(Série d'exercices):
**1)** D'après le texte sur les femmes en économie, quelle est la seule femme lauréate du prix Nobel d'économie, et en quelle année l'a-t-elle reçu ?
**2)** Résumez sous forme de liste le paragraphe du texte sur les femmes en économie qui commence par « Les chercheurs de l'Université de Provence », en conservant ses faits principaux.
**3)** Dans le texte sur les femmes en économie, recopiez le passage commençant par « Les chercheurs de » et se terminant par « ceux des étudiants. », en substituant « Université de Genève » à « Université de Provence ».

(Texte de lecture):
┌──
Une affaire de chromosomes ou d’idées reçues ?

Chaque année, le prix de la Banque de Suède en sciences économiques en mémoire d’Alfred Nobel, plus communément appelé « prix Nobel d’économie », récompense une ou plusieurs personnalités du monde économique et ce, depuis 45 ans. Presque un demi-siècle qui a vu plus de 70 lauréats primés, parmi lesquels seulement une femme ; Elinor Ostrom, économiste et politologue américaine, nommée en 2009 pour ses analyses de la gouvernance économique. C’est un fait : aujourd’hui et depuis tout temps, les femmes sont moins présentes que les hommes dans la sphère économique mondiale. La prévalence des hommes dans le domaine commence dès l’Université. Les filières mathématiques voient 84 % d’hommes contre seulement 16 % de femmes. Une supériorité numérique des hommes qui se confirme dans tous les secteurs économiques de l’enseignement secondaire. Si ce constat n’est pas discutable, ses causes et ses conséquences ont été largement débattues aux quatre coins du monde et une première question, à la réponse évidente, est souvent entendue : le chromosome Y serait-il plus doué pour les mathématiques et l’économie que le chromosome X ?
Les chercheurs de l’Université de Provence se sont penchés sur la question et leur réponse est sans appel (et sans surprise) : si les femmes semblent aujourd’hui moins attirées par les domaines économiques, c’est parce qu’elles sont bloquées par l’idée reçue selon laquelle elles y montreraient moins de compétences que leurs homologues masculins. Des chercheurs américains ont mis en évidence les mêmes conclusions il y a une quinzaine d’années. Lorsque l’on présente un test de mathématiques à des étudiants et des étudiantes en leur précisant que ce test a déjà mis en évidence une différence de résultats entre les sexes, les étudiantes présentent des notes inférieures aux étudiants. Dans le cas inverse, lorsqu’il est précisé que le test n’a jamais mis en évidence de différences entre les deux sexes, les résultats des étudiantes sont similaires à ceux des étudiants.
└──
(Données enregistrées):
┌──
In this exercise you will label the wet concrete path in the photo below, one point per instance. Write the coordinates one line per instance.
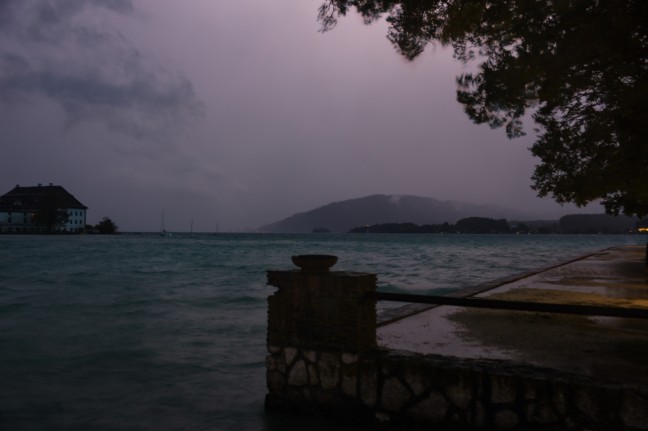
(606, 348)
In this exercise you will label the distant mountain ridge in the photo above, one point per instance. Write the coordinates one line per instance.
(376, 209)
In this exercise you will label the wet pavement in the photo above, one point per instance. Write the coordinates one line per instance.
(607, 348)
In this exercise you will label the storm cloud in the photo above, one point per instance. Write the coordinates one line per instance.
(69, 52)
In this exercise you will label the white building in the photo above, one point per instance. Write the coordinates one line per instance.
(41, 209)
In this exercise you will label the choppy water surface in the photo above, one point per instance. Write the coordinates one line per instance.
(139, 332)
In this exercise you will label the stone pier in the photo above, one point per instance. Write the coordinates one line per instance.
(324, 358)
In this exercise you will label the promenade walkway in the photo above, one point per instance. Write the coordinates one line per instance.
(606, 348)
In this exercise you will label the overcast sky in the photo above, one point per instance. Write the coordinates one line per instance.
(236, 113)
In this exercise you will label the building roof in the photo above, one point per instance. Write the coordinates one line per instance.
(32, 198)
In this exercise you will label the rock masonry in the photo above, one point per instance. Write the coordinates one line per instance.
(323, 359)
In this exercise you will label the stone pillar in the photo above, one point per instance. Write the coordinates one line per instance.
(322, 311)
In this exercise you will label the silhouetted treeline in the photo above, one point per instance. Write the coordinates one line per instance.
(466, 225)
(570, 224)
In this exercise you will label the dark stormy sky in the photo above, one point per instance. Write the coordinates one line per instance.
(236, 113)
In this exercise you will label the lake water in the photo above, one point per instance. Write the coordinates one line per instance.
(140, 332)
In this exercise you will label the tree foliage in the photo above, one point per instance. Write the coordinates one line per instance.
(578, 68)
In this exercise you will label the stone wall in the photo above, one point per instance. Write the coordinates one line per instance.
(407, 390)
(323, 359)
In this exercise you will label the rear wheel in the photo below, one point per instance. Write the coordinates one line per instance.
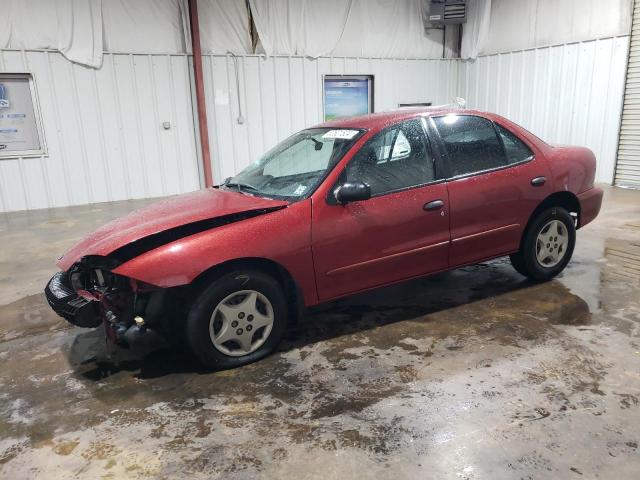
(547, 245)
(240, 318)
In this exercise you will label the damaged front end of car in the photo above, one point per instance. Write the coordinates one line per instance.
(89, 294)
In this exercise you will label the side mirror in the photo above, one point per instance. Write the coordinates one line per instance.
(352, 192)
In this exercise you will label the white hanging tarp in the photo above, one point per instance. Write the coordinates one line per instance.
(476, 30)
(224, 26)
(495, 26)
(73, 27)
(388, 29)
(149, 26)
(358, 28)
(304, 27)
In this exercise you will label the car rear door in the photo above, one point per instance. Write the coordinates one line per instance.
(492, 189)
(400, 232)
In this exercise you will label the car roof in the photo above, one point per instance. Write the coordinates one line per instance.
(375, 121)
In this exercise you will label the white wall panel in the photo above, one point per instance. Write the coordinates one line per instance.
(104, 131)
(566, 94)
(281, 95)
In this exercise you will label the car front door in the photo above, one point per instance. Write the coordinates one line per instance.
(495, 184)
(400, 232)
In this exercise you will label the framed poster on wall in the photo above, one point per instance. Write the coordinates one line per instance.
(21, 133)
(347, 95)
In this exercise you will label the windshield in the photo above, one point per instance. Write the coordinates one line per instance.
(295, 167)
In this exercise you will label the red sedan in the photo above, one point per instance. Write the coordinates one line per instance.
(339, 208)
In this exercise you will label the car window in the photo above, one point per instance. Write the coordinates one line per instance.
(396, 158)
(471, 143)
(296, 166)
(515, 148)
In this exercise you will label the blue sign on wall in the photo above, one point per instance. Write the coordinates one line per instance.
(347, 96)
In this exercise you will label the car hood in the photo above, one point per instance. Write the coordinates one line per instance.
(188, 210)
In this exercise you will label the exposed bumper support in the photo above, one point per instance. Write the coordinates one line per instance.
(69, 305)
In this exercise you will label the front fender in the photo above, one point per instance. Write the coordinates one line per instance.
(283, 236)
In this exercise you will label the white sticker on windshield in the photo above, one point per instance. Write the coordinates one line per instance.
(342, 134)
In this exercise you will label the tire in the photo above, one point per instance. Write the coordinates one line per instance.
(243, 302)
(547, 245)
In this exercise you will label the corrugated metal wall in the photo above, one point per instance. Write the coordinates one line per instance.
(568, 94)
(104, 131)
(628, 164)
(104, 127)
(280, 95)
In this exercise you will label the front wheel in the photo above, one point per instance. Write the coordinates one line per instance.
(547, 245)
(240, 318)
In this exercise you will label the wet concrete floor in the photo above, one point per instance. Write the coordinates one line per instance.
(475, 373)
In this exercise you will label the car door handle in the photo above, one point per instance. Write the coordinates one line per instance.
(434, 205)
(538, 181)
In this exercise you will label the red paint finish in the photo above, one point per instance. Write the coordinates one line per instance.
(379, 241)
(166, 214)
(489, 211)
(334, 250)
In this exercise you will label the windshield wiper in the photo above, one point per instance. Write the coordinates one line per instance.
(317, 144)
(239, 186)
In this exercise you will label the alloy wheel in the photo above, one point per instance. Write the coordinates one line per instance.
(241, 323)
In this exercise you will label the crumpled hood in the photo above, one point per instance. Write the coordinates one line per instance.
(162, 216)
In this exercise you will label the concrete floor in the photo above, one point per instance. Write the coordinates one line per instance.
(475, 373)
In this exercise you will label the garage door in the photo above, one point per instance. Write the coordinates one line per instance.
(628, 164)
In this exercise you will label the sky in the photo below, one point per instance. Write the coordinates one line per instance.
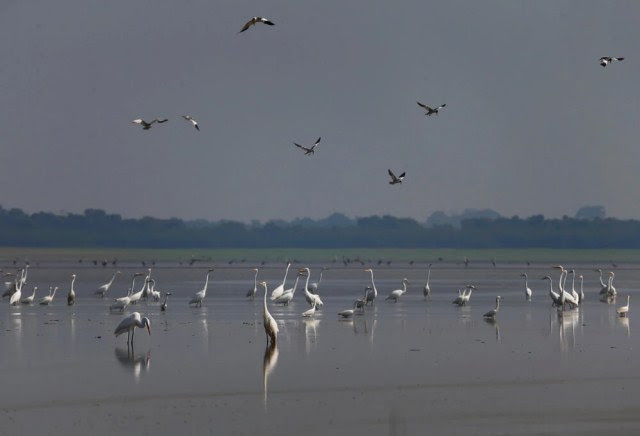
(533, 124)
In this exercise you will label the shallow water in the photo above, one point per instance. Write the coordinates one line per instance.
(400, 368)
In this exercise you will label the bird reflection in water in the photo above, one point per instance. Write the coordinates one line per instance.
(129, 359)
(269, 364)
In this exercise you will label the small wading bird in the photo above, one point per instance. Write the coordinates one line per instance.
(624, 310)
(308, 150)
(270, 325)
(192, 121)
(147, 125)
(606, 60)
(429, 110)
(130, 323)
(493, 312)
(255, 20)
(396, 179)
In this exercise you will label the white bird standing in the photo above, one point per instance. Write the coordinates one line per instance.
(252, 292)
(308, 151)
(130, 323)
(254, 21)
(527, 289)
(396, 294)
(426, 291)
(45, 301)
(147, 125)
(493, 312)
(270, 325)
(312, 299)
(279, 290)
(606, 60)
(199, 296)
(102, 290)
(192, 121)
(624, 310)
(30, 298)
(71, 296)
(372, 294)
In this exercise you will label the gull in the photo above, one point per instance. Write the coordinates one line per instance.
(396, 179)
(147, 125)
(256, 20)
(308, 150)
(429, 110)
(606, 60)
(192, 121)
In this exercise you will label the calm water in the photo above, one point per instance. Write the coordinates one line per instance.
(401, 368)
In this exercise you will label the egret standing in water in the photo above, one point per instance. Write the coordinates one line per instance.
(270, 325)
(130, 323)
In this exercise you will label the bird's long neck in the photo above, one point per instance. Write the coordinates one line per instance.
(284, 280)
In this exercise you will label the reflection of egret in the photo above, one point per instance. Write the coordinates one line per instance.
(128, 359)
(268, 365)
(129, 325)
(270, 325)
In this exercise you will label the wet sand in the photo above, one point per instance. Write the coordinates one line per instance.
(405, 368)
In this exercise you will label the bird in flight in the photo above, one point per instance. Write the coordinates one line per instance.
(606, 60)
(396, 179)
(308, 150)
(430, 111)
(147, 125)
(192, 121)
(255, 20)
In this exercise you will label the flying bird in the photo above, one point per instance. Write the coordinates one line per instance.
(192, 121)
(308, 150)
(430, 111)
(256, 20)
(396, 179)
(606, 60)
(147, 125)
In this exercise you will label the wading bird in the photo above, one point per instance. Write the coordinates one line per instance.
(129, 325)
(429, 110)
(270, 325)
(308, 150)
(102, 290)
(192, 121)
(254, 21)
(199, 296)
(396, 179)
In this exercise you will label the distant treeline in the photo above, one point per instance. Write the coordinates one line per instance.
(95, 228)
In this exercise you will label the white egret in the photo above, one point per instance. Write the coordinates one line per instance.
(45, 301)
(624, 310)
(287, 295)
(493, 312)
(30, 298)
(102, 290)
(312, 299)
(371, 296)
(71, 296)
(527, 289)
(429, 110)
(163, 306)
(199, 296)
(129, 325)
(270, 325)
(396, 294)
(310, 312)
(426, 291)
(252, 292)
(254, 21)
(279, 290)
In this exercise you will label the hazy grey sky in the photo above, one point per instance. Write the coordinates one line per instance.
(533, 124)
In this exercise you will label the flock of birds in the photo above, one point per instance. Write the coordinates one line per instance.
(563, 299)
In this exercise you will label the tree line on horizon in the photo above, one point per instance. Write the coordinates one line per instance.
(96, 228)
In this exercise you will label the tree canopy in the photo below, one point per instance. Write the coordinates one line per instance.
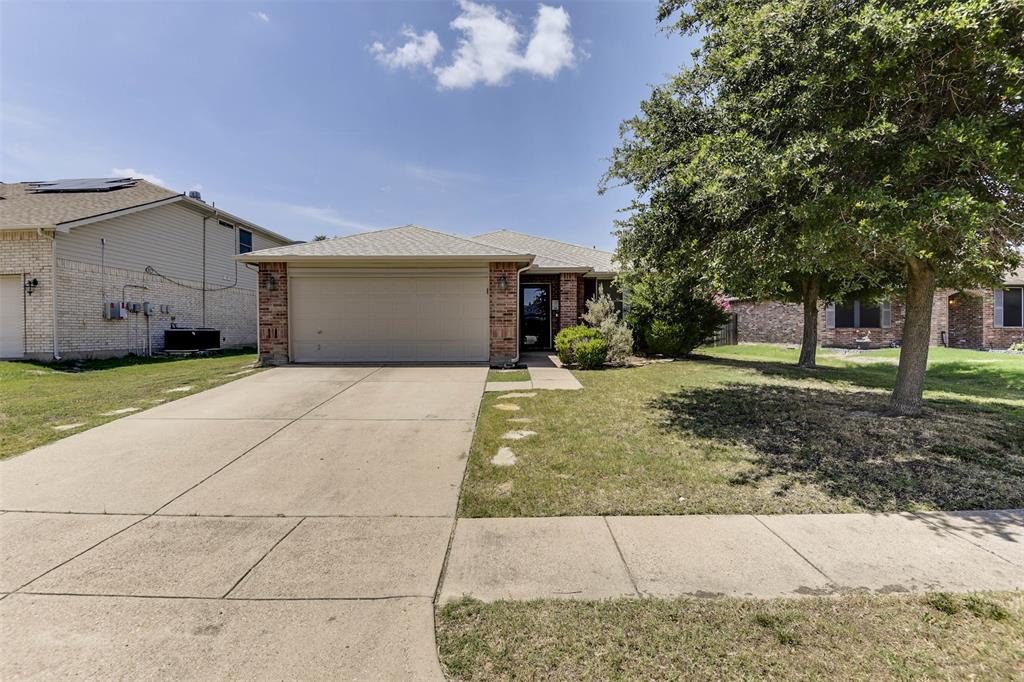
└──
(Corrigé des exercices):
**1)** Elinor Ostrom, économiste et politologue américaine, l'a reçu en 2009.

**2)**
- Selon des chercheurs de l'Université de Provence, les femmes sont moins attirées par l'économie parce qu'elles sont freinées par l'idée reçue d'une moindre compétence féminine dans ce domaine.
- Des chercheurs américains étaient arrivés aux mêmes conclusions une quinzaine d'années plus tôt.
- Quand on annonce qu'un test de mathématiques a déjà révélé une différence de résultats entre les sexes, les étudiantes obtiennent des notes inférieures à celles des étudiants.
- Quand on précise que le test n'a jamais révélé de différence, les résultats des étudiantes et des étudiants sont similaires.

**3)**
Les chercheurs de l’Université de Genève se sont penchés sur la question et leur réponse est sans appel (et sans surprise) : si les femmes semblent aujourd’hui moins attirées par les domaines économiques, c’est parce qu’elles sont bloquées par l’idée reçue selon laquelle elles y montreraient moins de compétences que leurs homologues masculins. Des chercheurs américains ont mis en évidence les mêmes conclusions il y a une quinzaine d’années. Lorsque l’on présente un test de mathématiques à des étudiants et des étudiantes en leur précisant que ce test a déjà mis en évidence une différence de résultats entre les sexes, les étudiantes présentent des notes inférieures aux étudiants. Dans le cas inverse, lorsqu’il est précisé que le test n’a jamais mis en évidence de différences entre les deux sexes, les résultats des étudiantes sont similaires à ceux des étudiants.